# [Exercise]
Copy out, from the data, each line containing the string "closing".

⟨

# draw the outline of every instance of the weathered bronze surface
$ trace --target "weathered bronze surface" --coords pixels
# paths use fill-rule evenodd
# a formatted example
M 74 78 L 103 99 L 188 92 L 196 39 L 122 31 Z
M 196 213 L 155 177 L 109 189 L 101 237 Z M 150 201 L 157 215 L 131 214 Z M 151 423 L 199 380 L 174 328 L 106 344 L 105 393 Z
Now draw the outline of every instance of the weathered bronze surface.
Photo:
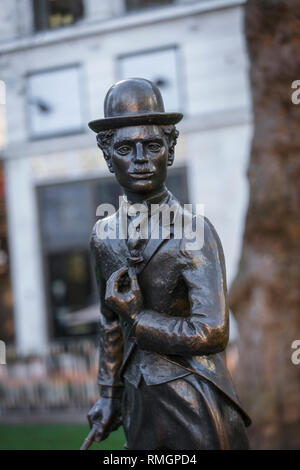
M 86 447 L 123 424 L 129 449 L 248 448 L 250 419 L 222 356 L 229 328 L 221 243 L 206 218 L 201 248 L 187 248 L 184 234 L 174 237 L 185 209 L 165 180 L 181 118 L 165 113 L 151 82 L 130 79 L 109 90 L 105 118 L 89 124 L 126 198 L 91 237 L 101 301 L 100 399 L 88 414 Z M 100 237 L 104 225 L 118 233 L 133 203 L 173 206 L 169 237 Z M 129 224 L 130 211 L 126 217 Z

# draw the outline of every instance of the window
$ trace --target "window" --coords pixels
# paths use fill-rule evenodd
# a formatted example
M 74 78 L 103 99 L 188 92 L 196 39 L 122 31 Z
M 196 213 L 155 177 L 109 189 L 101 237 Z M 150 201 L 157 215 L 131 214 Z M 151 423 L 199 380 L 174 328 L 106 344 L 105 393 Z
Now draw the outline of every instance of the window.
M 34 0 L 36 31 L 59 28 L 83 18 L 83 0 Z
M 83 129 L 80 69 L 71 66 L 28 77 L 27 99 L 32 138 Z
M 94 320 L 84 313 L 99 302 L 89 240 L 98 205 L 107 202 L 117 208 L 120 194 L 111 177 L 38 189 L 45 289 L 55 338 L 97 332 L 98 309 Z M 83 317 L 79 323 L 74 324 L 74 313 Z
M 178 112 L 181 103 L 177 61 L 175 47 L 126 55 L 119 61 L 120 79 L 151 80 L 161 91 L 166 111 Z
M 170 5 L 171 3 L 174 3 L 174 0 L 126 0 L 126 8 L 127 11 L 136 11 Z

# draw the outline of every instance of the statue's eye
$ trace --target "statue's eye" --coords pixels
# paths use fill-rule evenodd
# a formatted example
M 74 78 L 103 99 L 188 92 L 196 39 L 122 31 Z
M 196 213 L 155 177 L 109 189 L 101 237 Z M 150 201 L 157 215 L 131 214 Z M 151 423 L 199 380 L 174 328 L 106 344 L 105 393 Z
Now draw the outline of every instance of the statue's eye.
M 117 148 L 117 152 L 120 155 L 128 155 L 131 152 L 131 148 L 129 147 L 129 145 L 122 145 L 121 147 Z
M 148 144 L 147 147 L 150 150 L 150 152 L 159 152 L 161 149 L 161 145 L 156 142 L 151 142 L 150 144 Z

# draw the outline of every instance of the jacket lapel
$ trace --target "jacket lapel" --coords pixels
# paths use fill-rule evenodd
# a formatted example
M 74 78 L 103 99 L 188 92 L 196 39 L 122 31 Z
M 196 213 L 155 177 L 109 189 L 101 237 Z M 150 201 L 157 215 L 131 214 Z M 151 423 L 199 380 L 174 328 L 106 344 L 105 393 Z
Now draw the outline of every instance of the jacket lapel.
M 143 262 L 137 266 L 137 274 L 140 274 L 147 264 L 149 263 L 150 259 L 153 257 L 153 255 L 158 251 L 160 246 L 166 241 L 169 240 L 170 238 L 173 237 L 174 235 L 174 222 L 178 216 L 181 216 L 180 214 L 180 204 L 179 202 L 173 198 L 172 196 L 170 197 L 170 200 L 168 202 L 169 207 L 173 206 L 175 208 L 174 213 L 171 213 L 171 218 L 170 218 L 170 223 L 168 220 L 162 224 L 162 234 L 159 238 L 152 238 L 150 234 L 149 241 L 147 245 L 145 246 L 145 249 L 143 251 Z
M 177 199 L 175 199 L 171 193 L 170 196 L 171 197 L 168 201 L 168 205 L 169 207 L 174 207 L 174 213 L 171 213 L 170 224 L 168 220 L 164 221 L 164 224 L 161 225 L 162 233 L 160 234 L 159 238 L 153 238 L 150 234 L 150 238 L 141 254 L 141 261 L 135 265 L 137 274 L 140 274 L 145 269 L 150 259 L 158 251 L 160 246 L 174 235 L 174 222 L 176 217 L 181 217 L 182 211 L 180 210 L 181 206 Z M 109 217 L 106 222 L 108 232 L 107 240 L 110 250 L 112 250 L 119 258 L 120 264 L 125 266 L 132 266 L 132 258 L 127 246 L 127 239 L 120 236 L 120 233 L 122 233 L 122 223 L 124 223 L 124 219 L 122 217 L 120 208 L 115 214 Z
M 120 265 L 126 266 L 128 264 L 128 257 L 130 256 L 126 239 L 119 236 L 120 233 L 120 209 L 115 212 L 106 222 L 107 224 L 107 243 L 108 250 L 113 252 L 119 260 Z

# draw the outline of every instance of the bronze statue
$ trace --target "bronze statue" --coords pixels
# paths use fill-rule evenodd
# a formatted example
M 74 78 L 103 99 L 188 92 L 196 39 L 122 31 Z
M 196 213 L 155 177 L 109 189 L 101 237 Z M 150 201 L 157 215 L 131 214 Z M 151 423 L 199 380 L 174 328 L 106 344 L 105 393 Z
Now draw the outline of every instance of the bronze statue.
M 247 449 L 250 418 L 222 356 L 228 306 L 221 243 L 206 218 L 199 249 L 189 249 L 184 234 L 174 236 L 174 220 L 185 209 L 165 180 L 183 116 L 166 113 L 158 88 L 138 78 L 112 86 L 104 111 L 89 126 L 125 196 L 91 237 L 101 331 L 100 399 L 88 414 L 90 439 L 99 442 L 123 424 L 128 449 Z M 124 211 L 125 225 L 141 231 L 128 210 L 137 203 L 146 212 L 151 205 L 172 207 L 168 235 L 159 219 L 159 237 L 130 230 L 120 236 Z M 192 226 L 197 217 L 190 216 Z M 99 236 L 115 229 L 115 237 Z

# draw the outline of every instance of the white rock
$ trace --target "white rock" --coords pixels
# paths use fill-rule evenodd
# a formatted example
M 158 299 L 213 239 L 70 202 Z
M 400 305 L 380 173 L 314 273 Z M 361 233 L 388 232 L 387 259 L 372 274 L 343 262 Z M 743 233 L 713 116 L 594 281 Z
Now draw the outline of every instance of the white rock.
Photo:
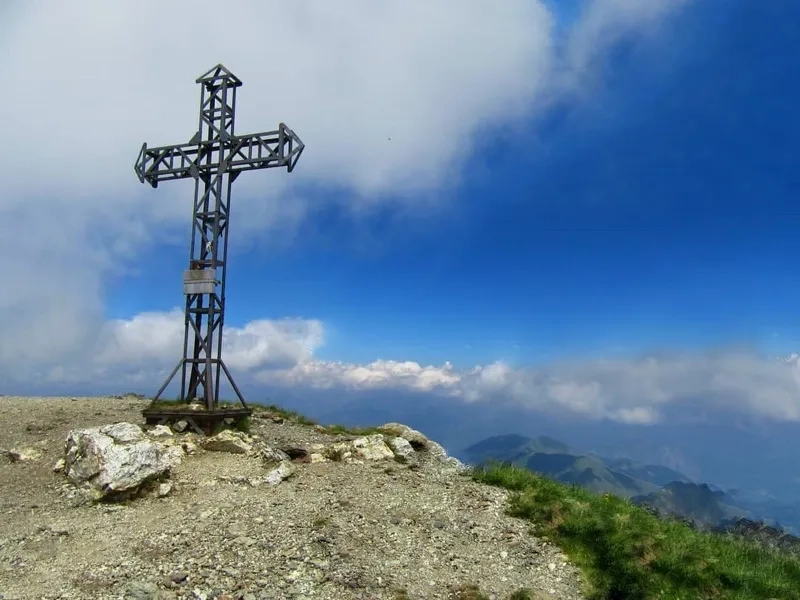
M 166 425 L 156 425 L 155 427 L 153 427 L 151 430 L 149 430 L 147 432 L 147 435 L 149 435 L 152 438 L 156 438 L 156 439 L 164 439 L 164 438 L 173 437 L 172 436 L 172 430 L 169 427 L 167 427 Z
M 114 423 L 100 428 L 100 433 L 122 444 L 140 442 L 144 439 L 142 428 L 133 423 Z
M 281 461 L 277 467 L 272 469 L 264 477 L 264 483 L 268 485 L 278 485 L 281 481 L 294 473 L 294 466 L 288 460 Z
M 270 446 L 262 446 L 257 450 L 258 455 L 261 457 L 267 464 L 272 463 L 279 463 L 282 461 L 288 461 L 289 455 L 286 454 L 283 450 L 279 450 L 278 448 L 272 448 Z
M 183 440 L 181 442 L 181 449 L 186 454 L 194 454 L 195 452 L 197 452 L 197 444 L 194 442 L 194 440 L 190 439 Z
M 427 447 L 430 443 L 425 434 L 402 423 L 385 423 L 378 427 L 378 431 L 401 437 L 411 442 L 412 446 Z
M 211 436 L 203 443 L 203 447 L 211 452 L 229 452 L 231 454 L 250 454 L 253 445 L 241 431 L 225 429 Z
M 11 450 L 6 450 L 6 456 L 11 462 L 27 462 L 39 460 L 42 457 L 42 453 L 31 447 L 12 448 Z
M 354 439 L 350 444 L 353 453 L 364 460 L 387 460 L 394 458 L 394 452 L 380 433 Z
M 469 470 L 469 467 L 460 460 L 448 456 L 447 451 L 440 444 L 429 440 L 424 434 L 416 429 L 411 429 L 408 425 L 403 425 L 402 423 L 386 423 L 378 427 L 378 430 L 407 440 L 413 448 L 426 450 L 431 456 L 442 463 L 445 472 L 465 473 Z
M 444 466 L 447 471 L 465 473 L 469 470 L 469 467 L 460 460 L 453 456 L 448 456 L 447 451 L 434 441 L 428 440 L 428 452 L 441 462 L 442 466 Z
M 417 460 L 417 453 L 407 439 L 402 437 L 390 437 L 386 444 L 392 449 L 394 455 L 404 463 L 413 463 Z
M 156 496 L 159 498 L 163 498 L 165 496 L 169 496 L 170 492 L 172 492 L 172 484 L 169 482 L 159 483 L 158 490 L 156 490 Z
M 59 458 L 58 462 L 56 462 L 56 464 L 53 465 L 53 473 L 61 473 L 61 472 L 63 472 L 64 471 L 64 465 L 65 465 L 64 459 L 63 458 Z
M 138 432 L 138 433 L 137 433 Z M 65 447 L 64 472 L 98 500 L 138 489 L 178 465 L 183 452 L 145 438 L 132 423 L 76 429 Z

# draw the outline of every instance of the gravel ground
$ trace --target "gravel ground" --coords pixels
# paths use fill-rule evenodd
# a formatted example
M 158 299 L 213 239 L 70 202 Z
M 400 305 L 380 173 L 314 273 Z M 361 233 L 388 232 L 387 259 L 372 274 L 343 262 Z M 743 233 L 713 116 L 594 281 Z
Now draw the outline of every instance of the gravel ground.
M 141 424 L 146 403 L 0 397 L 0 600 L 479 598 L 457 595 L 469 585 L 497 600 L 523 588 L 583 598 L 559 549 L 504 514 L 506 492 L 424 451 L 416 469 L 297 464 L 279 485 L 254 486 L 265 473 L 257 457 L 199 450 L 166 497 L 80 501 L 52 468 L 68 432 Z M 269 419 L 254 419 L 251 434 L 277 448 L 342 439 Z

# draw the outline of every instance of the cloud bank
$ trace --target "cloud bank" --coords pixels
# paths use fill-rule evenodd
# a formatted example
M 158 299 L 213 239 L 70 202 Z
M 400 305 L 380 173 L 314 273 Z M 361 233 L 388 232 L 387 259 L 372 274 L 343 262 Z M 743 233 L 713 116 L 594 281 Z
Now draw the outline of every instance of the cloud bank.
M 462 403 L 515 405 L 582 419 L 649 425 L 673 411 L 719 410 L 776 421 L 800 421 L 800 356 L 769 358 L 744 351 L 639 358 L 582 359 L 512 368 L 497 362 L 456 369 L 450 363 L 324 361 L 317 320 L 258 320 L 225 329 L 224 358 L 237 383 L 302 393 L 330 390 L 417 392 Z M 140 386 L 151 394 L 180 357 L 183 313 L 137 315 L 110 322 L 91 356 L 62 362 L 41 376 L 89 388 Z M 110 386 L 110 387 L 109 387 Z M 144 387 L 141 387 L 144 386 Z

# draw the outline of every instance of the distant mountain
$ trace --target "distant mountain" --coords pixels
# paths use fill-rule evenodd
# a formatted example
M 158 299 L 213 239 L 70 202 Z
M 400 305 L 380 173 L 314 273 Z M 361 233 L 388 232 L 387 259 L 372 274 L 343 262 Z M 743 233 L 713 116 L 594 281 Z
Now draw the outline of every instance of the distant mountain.
M 484 460 L 513 462 L 517 458 L 531 454 L 569 454 L 570 449 L 566 444 L 545 435 L 529 438 L 524 435 L 509 434 L 486 438 L 463 452 L 469 455 L 470 463 L 480 464 Z
M 466 448 L 459 458 L 469 464 L 491 460 L 508 462 L 562 483 L 625 498 L 655 493 L 670 481 L 688 481 L 687 477 L 667 467 L 576 454 L 566 444 L 547 436 L 493 436 Z
M 673 481 L 657 492 L 634 496 L 635 504 L 646 505 L 657 514 L 680 516 L 698 525 L 719 527 L 752 515 L 732 504 L 733 499 L 705 483 Z
M 649 481 L 655 485 L 667 485 L 673 481 L 691 481 L 686 475 L 662 465 L 643 465 L 628 458 L 603 459 L 608 468 L 630 477 Z
M 669 467 L 577 454 L 546 436 L 493 436 L 464 449 L 459 458 L 473 465 L 492 460 L 512 463 L 595 493 L 629 498 L 651 512 L 680 517 L 700 526 L 720 527 L 751 516 L 725 492 L 694 483 Z
M 784 502 L 766 494 L 748 494 L 740 490 L 729 490 L 727 495 L 736 506 L 744 508 L 751 514 L 759 515 L 759 519 L 768 525 L 794 535 L 800 534 L 800 504 L 797 502 Z

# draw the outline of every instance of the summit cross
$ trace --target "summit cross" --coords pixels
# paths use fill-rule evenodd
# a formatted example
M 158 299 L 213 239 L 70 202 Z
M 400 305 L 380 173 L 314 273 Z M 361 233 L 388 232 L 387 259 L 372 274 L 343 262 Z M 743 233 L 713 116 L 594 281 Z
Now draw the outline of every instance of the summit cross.
M 154 188 L 173 179 L 191 177 L 195 182 L 189 268 L 183 273 L 183 358 L 143 415 L 151 424 L 183 419 L 198 432 L 202 426 L 210 433 L 220 421 L 239 419 L 252 412 L 222 360 L 231 187 L 243 171 L 286 167 L 291 173 L 304 145 L 283 123 L 274 131 L 236 135 L 236 91 L 242 82 L 224 66 L 210 69 L 196 83 L 201 86 L 200 120 L 191 140 L 158 148 L 148 148 L 145 143 L 135 164 L 139 181 Z M 202 407 L 166 407 L 163 402 L 159 407 L 161 394 L 178 370 L 178 405 L 197 399 L 202 401 Z M 223 374 L 240 407 L 220 406 Z

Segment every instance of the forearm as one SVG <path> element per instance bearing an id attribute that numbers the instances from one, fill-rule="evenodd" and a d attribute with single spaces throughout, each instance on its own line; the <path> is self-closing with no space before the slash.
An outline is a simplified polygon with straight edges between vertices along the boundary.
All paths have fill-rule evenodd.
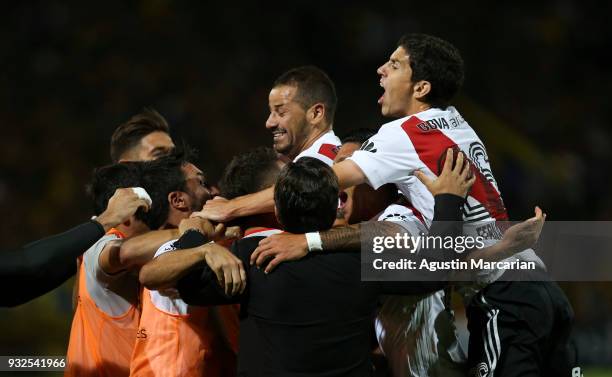
<path id="1" fill-rule="evenodd" d="M 178 237 L 178 229 L 156 230 L 132 237 L 121 245 L 117 262 L 123 269 L 139 268 L 153 259 L 161 245 Z"/>
<path id="2" fill-rule="evenodd" d="M 355 225 L 340 226 L 320 232 L 324 251 L 359 251 L 361 238 L 393 236 L 402 232 L 402 227 L 390 221 L 370 221 Z"/>
<path id="3" fill-rule="evenodd" d="M 463 231 L 461 206 L 464 199 L 456 195 L 442 194 L 437 195 L 434 200 L 434 218 L 427 237 L 444 240 L 446 237 L 460 236 Z M 455 250 L 443 247 L 444 244 L 445 242 L 427 242 L 428 246 L 433 246 L 421 247 L 419 256 L 422 259 L 433 261 L 451 261 L 457 258 Z"/>
<path id="4" fill-rule="evenodd" d="M 139 279 L 148 289 L 174 287 L 179 279 L 200 266 L 204 260 L 202 247 L 169 251 L 142 266 Z"/>
<path id="5" fill-rule="evenodd" d="M 344 160 L 332 166 L 334 173 L 338 177 L 340 190 L 366 183 L 363 170 L 352 160 Z"/>
<path id="6" fill-rule="evenodd" d="M 3 291 L 0 305 L 22 304 L 62 284 L 74 275 L 76 258 L 102 236 L 100 224 L 88 221 L 21 250 L 3 253 L 0 284 L 11 289 Z"/>
<path id="7" fill-rule="evenodd" d="M 240 196 L 231 203 L 233 218 L 274 212 L 274 186 L 254 194 Z"/>

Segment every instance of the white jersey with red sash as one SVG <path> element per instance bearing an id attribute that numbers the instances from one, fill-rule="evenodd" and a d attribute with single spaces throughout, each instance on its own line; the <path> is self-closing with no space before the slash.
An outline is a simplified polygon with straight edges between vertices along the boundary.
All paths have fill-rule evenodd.
<path id="1" fill-rule="evenodd" d="M 395 183 L 415 215 L 429 226 L 434 199 L 413 173 L 421 170 L 430 176 L 438 175 L 448 148 L 463 151 L 476 175 L 463 207 L 463 234 L 482 236 L 487 240 L 485 245 L 497 242 L 501 234 L 495 222 L 507 220 L 508 214 L 484 144 L 454 107 L 433 108 L 389 122 L 349 159 L 359 166 L 373 188 Z M 543 266 L 531 249 L 515 257 Z M 494 281 L 502 273 L 502 270 L 482 271 L 479 282 Z"/>

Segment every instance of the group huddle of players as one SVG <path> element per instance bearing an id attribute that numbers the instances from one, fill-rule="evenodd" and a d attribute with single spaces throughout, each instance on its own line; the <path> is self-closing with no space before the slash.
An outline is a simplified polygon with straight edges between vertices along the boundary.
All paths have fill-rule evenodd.
<path id="1" fill-rule="evenodd" d="M 409 34 L 377 72 L 393 120 L 342 140 L 330 78 L 312 66 L 283 73 L 269 94 L 273 148 L 234 157 L 218 185 L 159 113 L 120 125 L 113 164 L 90 184 L 104 236 L 77 259 L 66 375 L 570 375 L 572 309 L 530 248 L 545 215 L 536 208 L 495 236 L 507 213 L 486 149 L 450 105 L 459 52 Z M 109 222 L 111 207 L 123 212 Z M 363 282 L 365 232 L 489 234 L 464 258 L 537 269 Z M 453 294 L 466 305 L 468 350 Z"/>

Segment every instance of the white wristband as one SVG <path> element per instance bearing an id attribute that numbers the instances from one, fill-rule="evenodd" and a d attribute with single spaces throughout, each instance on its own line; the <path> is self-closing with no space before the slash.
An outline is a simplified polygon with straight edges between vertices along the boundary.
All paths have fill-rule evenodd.
<path id="1" fill-rule="evenodd" d="M 319 232 L 306 233 L 305 236 L 308 243 L 308 252 L 323 250 L 323 242 L 321 242 Z"/>

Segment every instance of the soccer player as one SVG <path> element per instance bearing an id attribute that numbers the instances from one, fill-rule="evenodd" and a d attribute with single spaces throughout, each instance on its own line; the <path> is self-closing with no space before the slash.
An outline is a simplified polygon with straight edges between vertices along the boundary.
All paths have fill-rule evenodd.
<path id="1" fill-rule="evenodd" d="M 0 306 L 16 306 L 39 297 L 74 275 L 74 259 L 104 233 L 123 223 L 140 207 L 148 204 L 131 188 L 111 193 L 108 205 L 94 220 L 64 233 L 25 245 L 19 250 L 0 253 Z M 105 209 L 106 208 L 106 209 Z"/>
<path id="2" fill-rule="evenodd" d="M 334 83 L 317 67 L 298 67 L 280 75 L 268 96 L 270 115 L 266 120 L 274 150 L 285 161 L 313 157 L 331 166 L 340 146 L 340 139 L 333 131 L 337 103 Z M 215 213 L 225 211 L 231 203 L 227 198 L 215 197 L 206 203 L 202 217 L 229 220 L 224 214 Z M 264 206 L 271 212 L 271 196 Z"/>
<path id="3" fill-rule="evenodd" d="M 174 149 L 170 127 L 157 111 L 145 108 L 113 132 L 110 156 L 113 162 L 148 161 Z"/>
<path id="4" fill-rule="evenodd" d="M 139 247 L 130 248 L 137 254 L 142 253 L 138 250 L 147 250 L 147 253 L 152 250 L 152 253 L 146 261 L 137 256 L 138 262 L 146 263 L 170 252 L 176 239 L 191 228 L 189 224 L 201 221 L 198 218 L 188 218 L 210 198 L 204 176 L 192 164 L 179 164 L 177 167 L 182 167 L 180 179 L 172 178 L 177 171 L 172 169 L 162 172 L 161 175 L 167 178 L 156 182 L 162 187 L 170 188 L 172 192 L 167 196 L 169 211 L 163 227 L 178 228 L 176 236 L 161 246 L 158 242 L 163 237 L 159 238 L 155 233 L 163 236 L 164 231 L 141 236 L 137 242 Z M 175 192 L 179 195 L 173 196 Z M 234 282 L 241 284 L 242 267 L 235 256 L 230 253 L 213 253 L 210 258 L 233 261 L 231 264 L 215 266 L 215 270 L 220 274 L 233 276 Z M 231 279 L 227 279 L 227 282 L 232 284 Z M 224 373 L 224 364 L 228 360 L 232 363 L 235 360 L 233 354 L 228 354 L 231 350 L 222 344 L 219 323 L 215 311 L 211 308 L 191 307 L 171 291 L 148 288 L 142 289 L 140 302 L 141 317 L 131 352 L 130 376 L 221 376 Z"/>
<path id="5" fill-rule="evenodd" d="M 374 130 L 357 129 L 343 137 L 335 163 L 350 158 L 375 134 Z M 397 188 L 393 184 L 383 185 L 378 190 L 361 184 L 345 192 L 348 199 L 343 211 L 348 224 L 376 219 L 417 224 L 426 232 L 422 219 L 406 206 L 405 199 L 397 198 Z M 257 256 L 256 251 L 252 260 Z M 276 261 L 270 263 L 273 262 Z M 466 352 L 457 339 L 453 313 L 446 305 L 444 290 L 427 295 L 381 297 L 375 322 L 376 336 L 393 376 L 465 375 Z"/>
<path id="6" fill-rule="evenodd" d="M 144 187 L 142 165 L 122 163 L 97 169 L 91 184 L 94 212 L 121 187 Z M 159 200 L 159 198 L 154 199 Z M 159 207 L 158 203 L 154 206 Z M 78 274 L 77 306 L 68 345 L 66 376 L 125 376 L 138 326 L 138 285 L 133 277 L 111 269 L 118 260 L 118 240 L 148 231 L 152 214 L 134 216 L 110 229 L 83 255 Z"/>

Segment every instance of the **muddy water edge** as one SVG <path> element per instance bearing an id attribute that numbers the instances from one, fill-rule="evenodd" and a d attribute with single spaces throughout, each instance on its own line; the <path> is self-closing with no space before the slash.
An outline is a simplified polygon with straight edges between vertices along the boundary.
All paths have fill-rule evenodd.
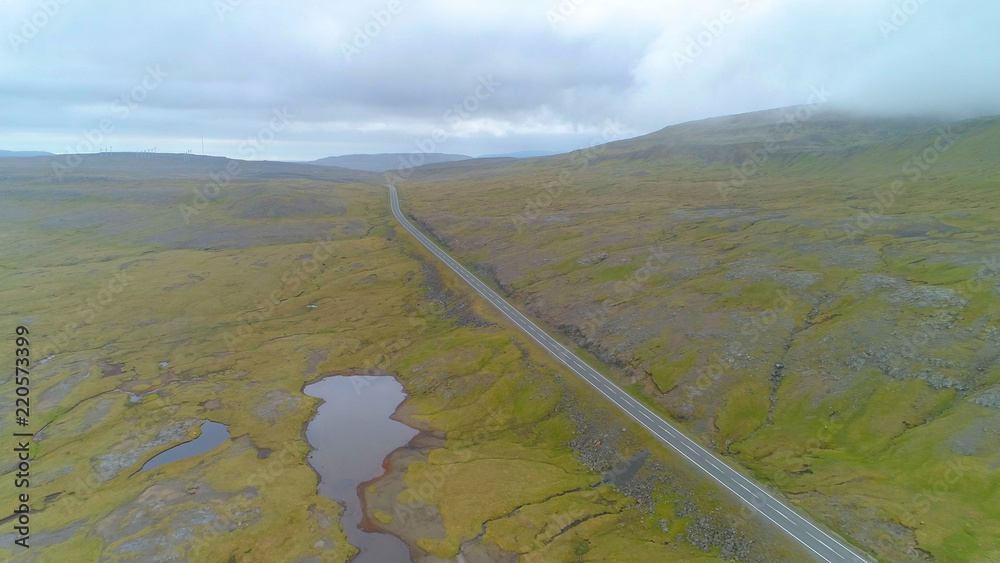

⟩

# [Your solution]
Segment every instance of the forearm as one SVG <path> element per instance bearing an id attribute that numbers the instances from one, fill-rule="evenodd" and a d attribute with single spaces throughout, each instance on its own line; the <path> is self-closing with no space before the slash.
Segment every instance of the white jersey with red sash as one SVG <path> element per instance bearing an id attribute that numbers the instances from one, fill-rule="evenodd" and a d attribute with single spaces throughout, each instance on its own line; the <path> is self-closing with no space before the slash.
Segment every instance of the group huddle of players as one SVG <path> element per instance bearing an id attribute that numbers the instances from one, fill-rule="evenodd" and a d attribute with single spaces throughout, each instance on its own line; the <path> is self-closing with no space before the slash.
Segment every instance of the white wristband as one SVG <path> element per instance bearing an id attribute that numbers the instances from one, fill-rule="evenodd" and a d attribute with single spaces throughout, each instance on its own line; the <path> is self-closing with no space before the slash.
Segment every instance of the soccer player as one SVG <path> element per instance bearing an id attribute that numbers the instances from one, fill-rule="evenodd" and a d attribute with single spaces throughout, each instance on its own line; the <path> is self-closing with no space before the slash.
Segment every instance of the **muddy water edge** as one SVG <path> element per instance bearing an id attribute that numbers the instances from one, fill-rule="evenodd" and a d attribute with single spaces throughout, each instance on its own line; the <path> is self-closing with no space before the slash.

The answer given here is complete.